### TASK PROMPT
Format every line of the entries below as a JSON list of strings, with one string per line and blank lines left out.

- - -

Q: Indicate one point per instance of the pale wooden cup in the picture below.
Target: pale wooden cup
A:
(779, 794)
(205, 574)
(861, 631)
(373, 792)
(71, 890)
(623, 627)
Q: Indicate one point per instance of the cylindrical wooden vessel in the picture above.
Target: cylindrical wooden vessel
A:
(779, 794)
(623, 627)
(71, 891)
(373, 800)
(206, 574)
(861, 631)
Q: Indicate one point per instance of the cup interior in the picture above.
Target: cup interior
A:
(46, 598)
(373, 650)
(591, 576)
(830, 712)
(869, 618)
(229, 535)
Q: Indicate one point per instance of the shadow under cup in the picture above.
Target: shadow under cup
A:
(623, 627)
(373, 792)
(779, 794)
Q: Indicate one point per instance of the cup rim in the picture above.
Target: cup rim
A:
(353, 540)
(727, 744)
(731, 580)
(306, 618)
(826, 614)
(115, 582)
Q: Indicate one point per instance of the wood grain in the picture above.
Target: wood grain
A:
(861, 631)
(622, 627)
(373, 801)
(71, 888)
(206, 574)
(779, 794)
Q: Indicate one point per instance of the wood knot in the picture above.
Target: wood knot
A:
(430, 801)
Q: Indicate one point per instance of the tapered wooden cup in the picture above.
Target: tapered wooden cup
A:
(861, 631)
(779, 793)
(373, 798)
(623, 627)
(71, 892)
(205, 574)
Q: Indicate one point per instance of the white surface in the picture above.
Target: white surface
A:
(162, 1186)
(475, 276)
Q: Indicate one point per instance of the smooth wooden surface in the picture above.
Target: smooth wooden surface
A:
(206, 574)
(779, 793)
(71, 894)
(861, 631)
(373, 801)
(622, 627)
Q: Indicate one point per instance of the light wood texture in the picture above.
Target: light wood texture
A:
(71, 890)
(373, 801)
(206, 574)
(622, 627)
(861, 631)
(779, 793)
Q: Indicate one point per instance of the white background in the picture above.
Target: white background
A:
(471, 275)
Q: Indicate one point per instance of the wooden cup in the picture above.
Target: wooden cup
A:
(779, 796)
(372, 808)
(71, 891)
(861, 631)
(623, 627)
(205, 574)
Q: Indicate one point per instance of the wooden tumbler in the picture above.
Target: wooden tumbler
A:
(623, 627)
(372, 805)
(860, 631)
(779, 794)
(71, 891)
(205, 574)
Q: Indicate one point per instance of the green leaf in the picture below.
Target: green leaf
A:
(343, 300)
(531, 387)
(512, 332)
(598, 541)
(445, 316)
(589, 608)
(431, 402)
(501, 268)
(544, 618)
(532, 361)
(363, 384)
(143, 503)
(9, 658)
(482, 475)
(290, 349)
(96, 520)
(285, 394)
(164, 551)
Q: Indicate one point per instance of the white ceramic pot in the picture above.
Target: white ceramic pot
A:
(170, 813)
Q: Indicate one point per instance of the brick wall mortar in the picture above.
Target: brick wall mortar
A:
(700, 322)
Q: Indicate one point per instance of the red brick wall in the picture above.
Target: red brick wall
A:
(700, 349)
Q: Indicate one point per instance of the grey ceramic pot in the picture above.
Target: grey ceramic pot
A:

- - -

### EXERCISE SOLUTION
[
  "Q: Indicate one point per instance of the pale wooden cup in the picture below.",
  "Target: pale wooden cup",
  "A:",
  "(779, 794)",
  "(205, 574)",
  "(861, 631)",
  "(373, 792)",
  "(71, 890)",
  "(623, 627)",
  "Q: Indicate one point per instance of the cylindrical wooden vessel in the picture above.",
  "Target: cylindrical wooden vessel",
  "A:",
  "(779, 794)",
  "(623, 627)",
  "(71, 891)",
  "(373, 800)",
  "(206, 574)",
  "(861, 631)",
  "Q: Indicate one point per instance of the cup interior in the picture above.",
  "Target: cup interior",
  "A:",
  "(46, 598)",
  "(373, 650)",
  "(591, 576)",
  "(830, 712)",
  "(869, 618)",
  "(229, 535)",
  "Q: Indicate one point per instance of the shadow under cup in the picture above.",
  "Target: shadow under cup",
  "A:",
  "(623, 627)",
  "(373, 792)",
  "(779, 794)",
  "Q: Indicate one point per instance of the cup rim in the picture above.",
  "Target: cup rim",
  "A:",
  "(353, 540)",
  "(727, 744)",
  "(731, 580)",
  "(306, 618)",
  "(826, 614)",
  "(115, 582)",
  "Q: Indicate one point per instance of the wood grain in the picture above.",
  "Target: wood grain",
  "A:",
  "(861, 631)",
  "(622, 627)",
  "(373, 801)",
  "(71, 888)",
  "(206, 574)",
  "(779, 794)",
  "Q: Indicate one point per instance of the wood knot in the picture above.",
  "Target: wood knot",
  "A:",
  "(430, 801)",
  "Q: Indicate one point per instance of the tapered wooden cup in the picture above.",
  "Target: tapered wooden cup",
  "A:",
  "(861, 631)",
  "(779, 793)",
  "(373, 798)",
  "(623, 627)",
  "(71, 892)",
  "(205, 574)",
  "Q: Indicate one point per instance of the white surface in the picture above.",
  "Target: white surface",
  "A:",
  "(162, 1186)",
  "(475, 276)",
  "Q: Indicate one point per instance of the smooth wooden surface in the picture above.",
  "Target: smooth wooden surface",
  "A:",
  "(206, 574)",
  "(779, 793)",
  "(71, 894)",
  "(861, 631)",
  "(373, 801)",
  "(622, 627)",
  "Q: Indicate one point per instance of the light wood texture in the picture above.",
  "Target: light wood texture",
  "A:",
  "(71, 890)",
  "(373, 801)",
  "(206, 574)",
  "(622, 627)",
  "(861, 631)",
  "(779, 793)",
  "Q: Indicate one point per instance of the white background in the picture above.",
  "Target: white background",
  "A:",
  "(471, 275)",
  "Q: Indicate one point per instance of the wooden cup in the picture above.",
  "Target: wooden cup",
  "A:",
  "(779, 796)",
  "(372, 808)",
  "(71, 891)",
  "(861, 631)",
  "(623, 627)",
  "(205, 574)",
  "Q: Indicate one point per instance of the wooden tumbler in the picture above.",
  "Target: wooden tumbler",
  "A:",
  "(623, 627)",
  "(372, 805)",
  "(860, 631)",
  "(779, 794)",
  "(71, 891)",
  "(205, 574)",
  "Q: Indicate one point per instance of the green leaf in the picture below.",
  "Target: green leaf",
  "A:",
  "(343, 300)",
  "(531, 387)",
  "(512, 332)",
  "(598, 541)",
  "(445, 316)",
  "(589, 608)",
  "(431, 402)",
  "(501, 268)",
  "(544, 618)",
  "(532, 361)",
  "(363, 384)",
  "(143, 503)",
  "(9, 658)",
  "(482, 475)",
  "(290, 349)",
  "(96, 520)",
  "(285, 394)",
  "(164, 551)",
  "Q: Indicate one point per instance of the white ceramic pot in the picture above.",
  "Target: white ceramic pot",
  "A:",
  "(170, 813)",
  "Q: Indicate one point per instance of the brick wall mortar in the picture above.",
  "Target: brick wall mortar",
  "A:",
  "(700, 322)",
  "Q: Indicate one point per instance of the red brick wall in the picture above.",
  "Target: red brick wall",
  "A:",
  "(700, 349)",
  "Q: Indicate one point per instance of the grey ceramic pot in the picture above.",
  "Target: grey ceramic pot",
  "A:"
]